### What is expected
Rewrite the records below as a two-column CSV with the header row request,answer, one row per record. Put each record's text and its answer in their own quoted fields, and replace every line break inside a field with a space.

(Collected data)

▬▬▬

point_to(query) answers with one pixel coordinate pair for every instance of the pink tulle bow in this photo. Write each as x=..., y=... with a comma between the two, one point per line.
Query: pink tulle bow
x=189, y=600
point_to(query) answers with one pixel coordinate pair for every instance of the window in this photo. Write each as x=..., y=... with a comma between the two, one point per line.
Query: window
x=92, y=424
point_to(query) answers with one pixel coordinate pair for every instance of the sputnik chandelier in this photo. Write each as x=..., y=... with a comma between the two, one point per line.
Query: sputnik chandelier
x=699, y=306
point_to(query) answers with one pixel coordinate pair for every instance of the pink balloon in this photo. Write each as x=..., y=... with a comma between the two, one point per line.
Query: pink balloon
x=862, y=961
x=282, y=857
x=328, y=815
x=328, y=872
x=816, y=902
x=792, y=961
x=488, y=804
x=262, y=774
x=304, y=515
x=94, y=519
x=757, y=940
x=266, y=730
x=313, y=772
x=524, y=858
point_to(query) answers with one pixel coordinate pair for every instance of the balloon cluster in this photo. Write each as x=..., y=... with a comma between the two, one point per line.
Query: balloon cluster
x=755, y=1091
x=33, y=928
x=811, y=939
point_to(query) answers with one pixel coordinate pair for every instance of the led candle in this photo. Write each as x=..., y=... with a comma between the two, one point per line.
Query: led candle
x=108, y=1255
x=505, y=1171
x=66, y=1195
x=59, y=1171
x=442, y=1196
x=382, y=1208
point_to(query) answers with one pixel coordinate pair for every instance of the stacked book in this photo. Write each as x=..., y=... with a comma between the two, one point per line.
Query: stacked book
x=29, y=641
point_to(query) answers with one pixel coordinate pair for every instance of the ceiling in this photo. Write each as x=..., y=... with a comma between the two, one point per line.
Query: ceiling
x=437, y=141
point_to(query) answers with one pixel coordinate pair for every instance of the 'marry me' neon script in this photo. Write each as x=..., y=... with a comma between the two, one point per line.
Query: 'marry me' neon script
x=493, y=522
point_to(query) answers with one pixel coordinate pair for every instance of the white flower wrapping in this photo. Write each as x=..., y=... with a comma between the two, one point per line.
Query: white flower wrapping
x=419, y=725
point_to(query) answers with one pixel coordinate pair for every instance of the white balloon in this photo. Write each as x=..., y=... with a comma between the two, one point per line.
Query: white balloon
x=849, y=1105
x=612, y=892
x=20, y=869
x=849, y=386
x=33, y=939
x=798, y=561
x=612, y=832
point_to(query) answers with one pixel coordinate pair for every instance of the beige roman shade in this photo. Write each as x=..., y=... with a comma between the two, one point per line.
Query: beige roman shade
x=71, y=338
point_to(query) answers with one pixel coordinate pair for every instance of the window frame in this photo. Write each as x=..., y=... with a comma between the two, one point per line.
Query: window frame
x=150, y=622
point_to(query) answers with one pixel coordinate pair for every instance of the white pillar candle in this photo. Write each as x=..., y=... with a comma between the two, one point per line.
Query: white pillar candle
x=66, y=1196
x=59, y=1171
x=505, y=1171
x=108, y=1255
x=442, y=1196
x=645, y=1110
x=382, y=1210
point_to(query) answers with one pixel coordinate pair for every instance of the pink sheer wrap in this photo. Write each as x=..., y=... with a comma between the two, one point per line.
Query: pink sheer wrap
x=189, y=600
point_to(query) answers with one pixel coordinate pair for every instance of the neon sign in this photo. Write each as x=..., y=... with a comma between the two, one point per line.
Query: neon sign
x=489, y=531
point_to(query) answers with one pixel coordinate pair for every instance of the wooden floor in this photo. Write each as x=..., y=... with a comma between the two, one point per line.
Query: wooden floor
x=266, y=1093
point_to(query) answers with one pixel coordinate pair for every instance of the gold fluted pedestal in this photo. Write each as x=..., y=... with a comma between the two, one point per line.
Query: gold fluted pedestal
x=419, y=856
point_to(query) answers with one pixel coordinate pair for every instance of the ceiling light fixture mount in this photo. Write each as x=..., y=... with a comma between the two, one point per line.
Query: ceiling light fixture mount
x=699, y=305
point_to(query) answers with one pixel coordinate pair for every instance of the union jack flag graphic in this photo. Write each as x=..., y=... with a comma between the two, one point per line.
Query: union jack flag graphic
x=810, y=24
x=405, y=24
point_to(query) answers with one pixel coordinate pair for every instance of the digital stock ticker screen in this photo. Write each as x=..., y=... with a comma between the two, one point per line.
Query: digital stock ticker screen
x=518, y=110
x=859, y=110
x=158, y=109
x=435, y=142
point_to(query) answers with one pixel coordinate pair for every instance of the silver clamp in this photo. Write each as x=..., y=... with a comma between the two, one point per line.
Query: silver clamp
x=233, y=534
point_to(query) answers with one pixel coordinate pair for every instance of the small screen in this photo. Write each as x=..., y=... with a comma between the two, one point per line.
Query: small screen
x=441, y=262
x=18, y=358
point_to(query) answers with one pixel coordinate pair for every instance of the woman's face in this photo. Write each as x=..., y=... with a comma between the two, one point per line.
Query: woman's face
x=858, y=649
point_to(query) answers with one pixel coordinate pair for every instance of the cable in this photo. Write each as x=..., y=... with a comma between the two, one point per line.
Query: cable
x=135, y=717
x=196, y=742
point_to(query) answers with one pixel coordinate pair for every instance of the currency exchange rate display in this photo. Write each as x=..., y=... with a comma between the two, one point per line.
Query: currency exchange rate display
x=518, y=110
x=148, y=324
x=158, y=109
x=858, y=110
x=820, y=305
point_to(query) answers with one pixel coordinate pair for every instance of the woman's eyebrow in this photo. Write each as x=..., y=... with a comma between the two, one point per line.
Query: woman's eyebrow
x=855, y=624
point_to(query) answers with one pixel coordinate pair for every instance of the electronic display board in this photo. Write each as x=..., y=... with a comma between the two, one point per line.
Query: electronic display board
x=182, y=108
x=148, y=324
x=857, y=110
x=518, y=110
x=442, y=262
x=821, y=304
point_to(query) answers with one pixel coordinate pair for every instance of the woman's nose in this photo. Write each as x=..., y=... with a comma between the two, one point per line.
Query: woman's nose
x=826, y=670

▬▬▬

### Complete response
request,answer
"point_to(query) answers with one pixel coordinate pair for every instance of the pink tulle bow in this photo. Write each as x=..., y=... with a comma between the two, one point per line. Query: pink tulle bow","x=189, y=600"
"point_to(query) answers with one pixel coordinate pair for every instance of the window in this photo. Write each as x=..., y=... with a comma between the two, one point per line. Query: window","x=92, y=424"
"point_to(query) answers with one pixel coordinate pair for every instance of the sputnik chandelier in this photo. Write each as x=..., y=... with a comma between the two, one point per line. Query: sputnik chandelier","x=699, y=306"
"point_to(query) answers with one pixel coordinate pair for every instance of the pink balloon in this photo. Write each as x=..., y=... with a comma between the two, one point per line. Query: pink balloon","x=862, y=961 x=282, y=857 x=328, y=815 x=328, y=872 x=816, y=902 x=792, y=961 x=488, y=804 x=262, y=774 x=304, y=515 x=94, y=519 x=757, y=940 x=266, y=730 x=313, y=772 x=524, y=858"
"point_to(query) answers with one pixel coordinate pair for every instance of the balloon cluster in this photo. Write each as x=..., y=... with a comma between the two, one point per line. Query: balloon cluster","x=755, y=1091 x=33, y=928 x=811, y=939"
"point_to(query) answers with one pixel coordinate pair for every instance of the led candle in this photo. Write each as x=..., y=... with a comma between the two, one point per line. Query: led candle","x=108, y=1255 x=505, y=1171 x=66, y=1195 x=59, y=1171 x=442, y=1196 x=382, y=1208"
"point_to(query) answers with one pixel coordinate pair for every instance of the stacked book in this photo. Write each as x=..., y=... with a comma between the two, one point per line. Query: stacked book","x=29, y=641"
"point_to(query) answers with one pixel coordinate pair for every instance of the ceiling in this photo. Write each as x=..., y=... with a comma between the two, one point per line. Query: ceiling","x=437, y=141"
"point_to(query) answers with one pixel coordinate pair for every instance of the 'marry me' neon script in this photo. Write each as x=..., y=... with a comma between the two, one point per line. Query: 'marry me' neon script","x=493, y=522"
"point_to(query) answers with one pixel coordinate pair for every instance of the white flower wrapping in this photo. Write each as x=..., y=... with a comma between the two, one point per line. Query: white flower wrapping","x=419, y=725"
"point_to(query) answers with one pixel coordinate pair for every instance of the white balloon in this photo. Write each as x=..., y=... with a comma between the two, one point per line. Query: white balloon","x=849, y=1105 x=612, y=892 x=20, y=869 x=849, y=386 x=33, y=939 x=798, y=561 x=612, y=832"
"point_to(query) answers with one pixel coordinate pair for every instance of the beige roman shade in this photo. Write each as x=..., y=... with a comma between the two, one point per line. Query: beige roman shade","x=71, y=338"
"point_to(query) answers with one pixel coordinate pair for every instance of the window frame in this photo. Write each as x=..., y=... with a comma between the two, one point per line. Query: window frame","x=150, y=622"
"point_to(query) answers with one pixel coordinate pair for every instance of the white pillar candle in this photo. Write each as x=..., y=... with a comma between the two, one point per line. Query: white pillar candle","x=66, y=1196 x=59, y=1171 x=505, y=1171 x=108, y=1255 x=442, y=1196 x=645, y=1110 x=382, y=1210"
"point_to(query) answers with one pixel coordinate pair for every instance of the pink sheer wrap in this photo. Write each as x=..., y=... with a comma between the two, one point per line. Query: pink sheer wrap","x=189, y=600"
"point_to(query) answers with one pixel coordinate pair for every instance of the neon sign in this photo. Write each as x=..., y=... with a comma between the two, one point per line. Query: neon sign","x=489, y=531"
"point_to(query) answers with one pixel coordinate pair for every instance of the wooden floor in this photo. Write each as x=..., y=... with a comma between the two, one point per line. Query: wooden floor","x=266, y=1093"
"point_to(query) answers with one pixel coordinate pair for every instance of the gold fluted pedestal in this photo. Write each as x=..., y=... with a comma between the two, one point per line. Query: gold fluted pedestal","x=419, y=856"
"point_to(query) answers with one pixel coordinate pair for every instance of the ceiling light fixture mount in this photo. Write each as x=..., y=... with a comma between the two, one point per line. Query: ceiling light fixture mount","x=699, y=305"
"point_to(query) answers with one pixel coordinate pair for every instance of the union jack flag graphic in this photo. Write each as x=..., y=... with a comma between the two, one point per line. Query: union jack flag graphic","x=810, y=24 x=405, y=24"
"point_to(query) answers with one pixel coordinate pair for every instance of the digital stock ticker screen in this photo. Write each as x=..., y=... with a comma between the two, one point per line. Query: digital stock ticker screen","x=518, y=110 x=859, y=110 x=158, y=109 x=435, y=142"
"point_to(query) answers with one pixel coordinate pair for every instance of the silver clamp in this photo. Write each as x=..., y=... with a comma between the two, one point per line. Query: silver clamp","x=233, y=534"
"point_to(query) answers with one pixel coordinate pair for every instance of the small screen in this photo. Write each as x=..., y=... with a comma between the two, one point per line. Query: small screen","x=441, y=262 x=18, y=358"
"point_to(query) answers with one pixel coordinate pair for every instance of the woman's face in this photo. Write each as x=..., y=... with a comma between the two, one point per line. Query: woman's face","x=858, y=649"
"point_to(query) answers with one pixel coordinate pair for every instance of the cable in this photo. Write each as x=..., y=... with a comma between the two, one point per line. Query: cable","x=135, y=717 x=196, y=742"
"point_to(query) answers with one pixel coordinate pair for every instance of the currency exchange rate display in this photo. Write each as x=..., y=... with a comma between the two, one point per line. Query: currency exchange rate display","x=518, y=110 x=148, y=324 x=158, y=109 x=858, y=110 x=820, y=305"
"point_to(query) answers with one pixel coordinate pair for every instance of the woman's eyebrow in this photo. Write each as x=..., y=... with a comma between the two, one point per line. Query: woman's eyebrow","x=855, y=624"
"point_to(query) answers with one pixel coordinate pair for every instance of the electronic display board in this photo. Write each as x=..., y=... with a comma between the two, one point per line. Query: electronic display board","x=182, y=108 x=148, y=324 x=857, y=110 x=518, y=110 x=442, y=262 x=821, y=304"
"point_to(query) answers with one pixel coordinate pair for every instance of the woman's nose in this photo. Write each as x=..., y=... with a comma between the two, one point per line. Query: woman's nose","x=826, y=670"